● EXTRACT TO READ:
-- begin --
- Centuries:: 18th; 19th; 20th; 21st;
- Decades:: 1960s; 1970s; 1980s; 1990s; 2000s;
- See also:: List of years in Wales Timeline of Welsh history 1987 in The United Kingdom England Scotland Elsewhere

= 1987 in Wales =

This article is about the particular significance of the year 1987 to Wales and its people.

==Incumbents==

- Secretary of State for Wales – Nicholas Edwards (until 13 June); Peter Walker
- Archbishop of Wales – George Noakes, Bishop of St David's (elected)
- Archdruid of the National Eisteddfod of Wales
  - Elerydd (outgoing)
  - Emrys Deudraeth (incoming)

==Events==
- 12 January - The lowest daytime maximum temperature ever recorded in Wales (−8.0 °C) is recorded at Trecastle, Powys.
- 12 February - The Roman Catholic Church in Wales creates a new Diocese of Wrexham and moves the Diocese of Menevia to Swansea.
- 5 March - The High Court declares Dorothy Squires a vexatious litigant.
- 15 March - Roy Jenkins is elected Chancellor of the University of Oxford.
- 14 April - Oakwood Leisure Park opens near Narberth, Pembrokeshire.
- 7 May - District council elections take place across Wales (and England). The Conservatives lose control of Cardiff City Council.
- 24 May - Neil Kinnock is interviewed by David Frost about Labour's defence policy and plans for government.
- 28 May - The Mametz Wood Memorial, sculpted by David Petersen, is unveiled in Cardiff.
- 11 June - In the general election
  - Plaid Cymru's Ieuan Wyn Jones wins the seat of Ynys Môn from the Conservatives. Plaid retain their other two parliamentary seats.
  - Alun Michael replaces James Callaghan as MP for Cardiff South.
  - Labour's Paul Flynn wins back Newport West from the Conservatives.
- 11 July - The Mametz Wood Memorial is dedicated at the site of the Royal Welch Fusiliers battle of 1916 in France.
- 5 October - Keith Best, former Conservative MP for Ynys Môn, having been sentenced to four months' imprisonment for share-dealing activities, has his sentence quashed by the Court of Appeal after serving five days.
- 19 October - Four people are killed in the Glanrhyd Bridge collapse, when a train falls into the swollen River Tywi, as a result of the flooding that affects many parts of Wales.
- 20 November - Roy Jenkins becomes Baron Jenkins of Hillhead.
- 22 November - The Welsh language is used within the Vatican for the first time on an official occasion, as part of a beatification ceremony for three Welsh martyrs.
- date unknown
  - Creation of the Cardiff Bay Development Corporation.
  - Chris Loyn establishes the architectural practice Loyn & Co in Penarth.
  - The National Trust buys Dinefwr Park in Llandeilo, including the deer park.

==Arts and literature==
- Jim Burns becomes the first non-American to win the Hugo Award for Best Professional Artist.
-- end --
● SUPPLIED ENTRIES:
-- begin --
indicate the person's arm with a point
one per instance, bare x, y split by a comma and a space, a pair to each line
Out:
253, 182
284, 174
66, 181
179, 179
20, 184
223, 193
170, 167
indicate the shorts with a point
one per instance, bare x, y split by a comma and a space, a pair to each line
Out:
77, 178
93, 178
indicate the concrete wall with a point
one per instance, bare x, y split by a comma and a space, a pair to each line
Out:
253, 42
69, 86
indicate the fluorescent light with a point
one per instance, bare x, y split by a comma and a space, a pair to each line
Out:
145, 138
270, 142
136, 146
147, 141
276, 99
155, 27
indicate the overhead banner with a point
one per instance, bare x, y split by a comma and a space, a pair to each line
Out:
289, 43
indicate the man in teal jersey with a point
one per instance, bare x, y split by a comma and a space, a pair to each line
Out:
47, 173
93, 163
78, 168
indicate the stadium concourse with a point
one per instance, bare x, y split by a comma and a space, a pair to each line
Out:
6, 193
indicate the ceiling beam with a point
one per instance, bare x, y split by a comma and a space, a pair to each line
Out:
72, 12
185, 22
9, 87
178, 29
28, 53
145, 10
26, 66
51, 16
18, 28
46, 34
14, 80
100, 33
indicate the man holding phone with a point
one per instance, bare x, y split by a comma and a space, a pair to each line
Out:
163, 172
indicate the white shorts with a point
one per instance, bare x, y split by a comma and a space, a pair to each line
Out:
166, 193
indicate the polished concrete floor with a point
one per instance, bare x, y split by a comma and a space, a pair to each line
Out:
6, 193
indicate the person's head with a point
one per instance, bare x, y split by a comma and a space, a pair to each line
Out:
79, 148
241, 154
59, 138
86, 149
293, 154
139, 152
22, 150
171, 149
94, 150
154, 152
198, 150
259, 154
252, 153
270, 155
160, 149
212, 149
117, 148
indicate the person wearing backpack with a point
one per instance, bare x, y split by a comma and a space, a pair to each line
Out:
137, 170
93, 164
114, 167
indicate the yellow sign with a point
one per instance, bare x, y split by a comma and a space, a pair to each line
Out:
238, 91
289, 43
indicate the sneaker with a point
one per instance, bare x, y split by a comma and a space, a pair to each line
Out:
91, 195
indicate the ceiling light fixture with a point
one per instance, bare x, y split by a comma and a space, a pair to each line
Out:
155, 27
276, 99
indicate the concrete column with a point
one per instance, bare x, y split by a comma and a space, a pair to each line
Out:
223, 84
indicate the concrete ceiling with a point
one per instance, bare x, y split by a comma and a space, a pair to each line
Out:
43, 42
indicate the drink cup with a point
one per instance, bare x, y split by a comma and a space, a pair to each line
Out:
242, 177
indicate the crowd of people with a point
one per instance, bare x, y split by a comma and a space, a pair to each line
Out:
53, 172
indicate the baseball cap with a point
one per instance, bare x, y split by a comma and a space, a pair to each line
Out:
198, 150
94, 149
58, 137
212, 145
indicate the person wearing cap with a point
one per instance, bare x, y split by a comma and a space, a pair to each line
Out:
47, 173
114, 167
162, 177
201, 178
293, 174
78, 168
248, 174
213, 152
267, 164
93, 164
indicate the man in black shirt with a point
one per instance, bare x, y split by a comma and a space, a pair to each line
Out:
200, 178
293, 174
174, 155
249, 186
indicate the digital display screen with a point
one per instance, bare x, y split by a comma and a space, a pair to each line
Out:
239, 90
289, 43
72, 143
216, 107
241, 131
-- end --
● JOB A: In the 1987 in Wales article, repeat everything from "This article is" down to "Emrys Deudraeth (incoming)", word for word.
● JOB B: According to the 1987 in Wales article, where did Oakwood Leisure Park open?
● JOB C: Name every person listed in the Incumbents section of the 1987 in Wales article.
The listing above comes from a separate source with no connection to the 1987 in Wales article.

● TASK OUTPUT A:
This article is about the particular significance of the year 1987 to Wales and its people.

==Incumbents==

- Secretary of State for Wales – Nicholas Edwards (until 13 June); Peter Walker
- Archbishop of Wales – George Noakes, Bishop of St David's (elected)
- Archdruid of the National Eisteddfod of Wales
  - Elerydd (outgoing)
  - Emrys Deudraeth (incoming)

● TASK OUTPUT B: Near Narberth, Pembrokeshire.

● TASK OUTPUT C: Nicholas Edwards, Peter Walker, George Noakes, Elerydd, Emrys Deudraeth